▶ **DATA SHOWN**
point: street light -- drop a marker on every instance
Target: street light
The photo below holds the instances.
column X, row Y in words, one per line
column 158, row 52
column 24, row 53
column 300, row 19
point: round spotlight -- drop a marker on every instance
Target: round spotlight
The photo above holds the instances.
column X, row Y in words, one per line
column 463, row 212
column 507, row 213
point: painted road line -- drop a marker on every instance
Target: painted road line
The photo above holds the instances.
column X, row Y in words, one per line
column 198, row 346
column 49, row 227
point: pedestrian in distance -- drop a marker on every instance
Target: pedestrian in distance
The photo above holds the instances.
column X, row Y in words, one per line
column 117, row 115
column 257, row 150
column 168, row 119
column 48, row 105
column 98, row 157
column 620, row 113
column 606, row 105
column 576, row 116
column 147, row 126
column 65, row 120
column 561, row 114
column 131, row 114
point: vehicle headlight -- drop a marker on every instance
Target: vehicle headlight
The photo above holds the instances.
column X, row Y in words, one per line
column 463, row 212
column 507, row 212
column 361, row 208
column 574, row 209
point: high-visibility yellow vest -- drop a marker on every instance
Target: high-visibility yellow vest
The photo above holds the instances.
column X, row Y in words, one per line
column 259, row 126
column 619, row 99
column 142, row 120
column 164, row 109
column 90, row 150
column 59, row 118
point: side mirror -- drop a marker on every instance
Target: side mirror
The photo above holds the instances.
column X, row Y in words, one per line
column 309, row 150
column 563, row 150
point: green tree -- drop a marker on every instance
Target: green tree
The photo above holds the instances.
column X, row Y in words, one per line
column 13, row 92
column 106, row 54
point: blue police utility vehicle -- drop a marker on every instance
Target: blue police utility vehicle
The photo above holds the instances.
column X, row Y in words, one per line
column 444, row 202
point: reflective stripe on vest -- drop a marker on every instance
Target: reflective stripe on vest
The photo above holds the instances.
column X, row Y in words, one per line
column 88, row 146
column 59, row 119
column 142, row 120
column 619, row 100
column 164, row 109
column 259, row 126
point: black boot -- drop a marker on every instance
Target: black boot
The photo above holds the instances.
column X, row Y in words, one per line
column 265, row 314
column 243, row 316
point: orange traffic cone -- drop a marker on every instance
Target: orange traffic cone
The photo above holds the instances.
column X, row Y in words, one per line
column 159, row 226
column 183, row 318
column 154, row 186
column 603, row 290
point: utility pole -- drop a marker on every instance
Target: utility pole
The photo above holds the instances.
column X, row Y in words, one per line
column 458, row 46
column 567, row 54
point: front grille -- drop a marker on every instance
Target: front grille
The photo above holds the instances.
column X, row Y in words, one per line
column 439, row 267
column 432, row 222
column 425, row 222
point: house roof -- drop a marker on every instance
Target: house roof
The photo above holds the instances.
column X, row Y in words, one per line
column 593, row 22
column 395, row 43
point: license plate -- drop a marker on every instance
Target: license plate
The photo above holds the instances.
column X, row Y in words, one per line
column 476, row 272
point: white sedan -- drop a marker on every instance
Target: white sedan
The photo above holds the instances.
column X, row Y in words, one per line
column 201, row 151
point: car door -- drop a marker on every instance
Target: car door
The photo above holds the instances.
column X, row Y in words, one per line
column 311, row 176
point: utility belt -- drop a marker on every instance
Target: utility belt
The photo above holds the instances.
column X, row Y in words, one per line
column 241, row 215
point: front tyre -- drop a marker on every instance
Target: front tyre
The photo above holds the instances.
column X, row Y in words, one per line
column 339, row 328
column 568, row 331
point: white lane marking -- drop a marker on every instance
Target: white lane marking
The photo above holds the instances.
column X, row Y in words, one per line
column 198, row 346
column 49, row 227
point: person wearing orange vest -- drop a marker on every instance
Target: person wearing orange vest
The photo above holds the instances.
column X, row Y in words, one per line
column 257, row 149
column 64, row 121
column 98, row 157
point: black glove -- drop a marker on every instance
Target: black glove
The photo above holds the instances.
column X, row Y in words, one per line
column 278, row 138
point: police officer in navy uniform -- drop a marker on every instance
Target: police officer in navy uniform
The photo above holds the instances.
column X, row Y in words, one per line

▶ **TASK TO COMPLETE**
Set down every one of the records above again, word for word and in the same order, from the first line through the last.

▶ **RESPONSE BELOW**
point: street light -- drop a marker on every instance
Target: street light
The photo below holds the instances.
column X, row Y in words, one per line
column 158, row 52
column 24, row 53
column 300, row 19
point: round spotlight -- drop a marker on every instance
Target: round spotlight
The photo above holds the instances.
column X, row Y in words, one per line
column 463, row 212
column 507, row 213
point: painted road line -- drop a marker on every instance
Target: painted road line
The photo above holds the instances.
column X, row Y in words, one per line
column 198, row 346
column 49, row 227
point: pedestrian in distance -- drop a marker on every instance
Target: pedestrian in distance
The photo above holds the instances.
column X, row Y in words, one per line
column 117, row 115
column 257, row 150
column 168, row 119
column 48, row 105
column 98, row 157
column 620, row 113
column 606, row 105
column 576, row 116
column 147, row 126
column 65, row 120
column 561, row 114
column 131, row 114
point: vehicle headlight -- drop a marker on every instance
Target: vehicle headlight
The photo above holds the instances.
column X, row Y in words, one per line
column 463, row 212
column 507, row 212
column 361, row 208
column 574, row 209
point: high-visibility yellow vest -- drop a marker on every instance
Target: high-visibility yellow vest
The photo above holds the instances.
column X, row Y in words, one per line
column 259, row 126
column 619, row 99
column 142, row 120
column 164, row 109
column 90, row 150
column 59, row 118
point: side mirror -- drop a marker on every instance
Target: side mirror
The photo above holds the instances.
column X, row Y in words, one per line
column 309, row 150
column 563, row 150
point: green tree -- drop a marker on every instance
Target: green tree
The photo above holds the instances.
column X, row Y in words, one per line
column 13, row 92
column 106, row 54
point: blue police utility vehicle -- drop a marker on every instance
Target: blue police utility vehicle
The photo above holds the instances.
column X, row Y in words, one per line
column 444, row 202
point: reflective stripe on vest -- drop a marker on every instance
Target: reflective stripe on vest
The photo above holds the instances.
column X, row Y in words, one per line
column 88, row 146
column 59, row 119
column 142, row 120
column 619, row 100
column 164, row 109
column 259, row 126
point: black boot -- drop a marker on every instance
Target: black boot
The photo above holds the instances.
column X, row Y in words, one per line
column 265, row 314
column 243, row 316
point: orange traffic cone -- drop a marker on every instance
Target: orange traffic cone
The photo above holds the instances.
column X, row Y in words, one per line
column 159, row 226
column 183, row 318
column 154, row 186
column 603, row 290
point: utility pole -- drop a marker on every instance
Target: utility pole
The photo above holds the instances.
column X, row Y in words, one per line
column 458, row 46
column 567, row 54
point: front grille -- drop a marker on every instance
Target: front grille
The photo above holds the instances.
column X, row Y in words, one per line
column 439, row 267
column 432, row 222
column 425, row 222
point: house roof -- drop a marker on every instance
Target: house roof
The photo above holds the instances.
column X, row Y in words, one per line
column 593, row 22
column 395, row 43
point: license plate -- drop a marker on every instance
Target: license plate
The photo above holds the instances.
column X, row Y in words, one per line
column 476, row 272
point: white sedan -- drop a marker on every instance
Target: white sedan
The photo above holds the instances.
column X, row Y in words, one per line
column 201, row 151
point: car door -- drop a marker on every instance
Target: car door
The photo above holds the instances.
column X, row Y in words, one per line
column 311, row 176
point: utility belt -- drop a marker on every instance
Target: utility belt
The photo above holds the instances.
column X, row Y in words, one per line
column 241, row 215
point: front tyre -- drop a marker on every instance
Target: front tyre
The photo above holds the instances.
column X, row Y in words, one per line
column 339, row 328
column 568, row 331
point: white lane marking -- drop a marker on every instance
Target: white lane marking
The photo above holds the instances.
column X, row Y in words, one per line
column 198, row 346
column 49, row 227
point: person wearing orange vest -- drop a marker on every instance
Target: person wearing orange vest
The photo above holds the instances.
column X, row Y in words, one per line
column 257, row 149
column 64, row 121
column 98, row 157
point: black glove -- drop a marker on every instance
Target: black glove
The photo above holds the instances.
column X, row Y in words, one per line
column 278, row 138
point: police officer in navy uniform -- drop a marker on every instance
Target: police officer in navy uniform
The photo above holds the instances.
column X, row Y in words, one per line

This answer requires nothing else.